:: SET PROBLEM ::
Locate each line below containing the word "security" and copy those lines in full. Case counts.

:: MATERIAL FOR THIS EXERCISE ::
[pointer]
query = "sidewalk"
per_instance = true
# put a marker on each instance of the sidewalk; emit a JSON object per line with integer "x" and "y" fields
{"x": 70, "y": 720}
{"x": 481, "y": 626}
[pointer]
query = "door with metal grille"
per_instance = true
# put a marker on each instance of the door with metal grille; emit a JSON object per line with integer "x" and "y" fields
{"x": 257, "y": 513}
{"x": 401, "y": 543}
...
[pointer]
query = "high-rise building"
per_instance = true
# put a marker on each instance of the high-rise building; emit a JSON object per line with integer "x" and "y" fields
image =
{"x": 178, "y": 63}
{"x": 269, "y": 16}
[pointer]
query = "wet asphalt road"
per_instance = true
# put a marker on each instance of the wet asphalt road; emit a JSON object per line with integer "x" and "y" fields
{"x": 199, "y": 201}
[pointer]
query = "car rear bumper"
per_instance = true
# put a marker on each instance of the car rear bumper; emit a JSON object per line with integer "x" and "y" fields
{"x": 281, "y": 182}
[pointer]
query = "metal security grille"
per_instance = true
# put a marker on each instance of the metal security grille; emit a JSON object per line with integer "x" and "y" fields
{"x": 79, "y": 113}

:: RESULT OF THIS EXERCISE ::
query = "metal security grille"
# put a marker on each instance of the metal security grille; emit a JSON object per line with integer "x" and "y" fields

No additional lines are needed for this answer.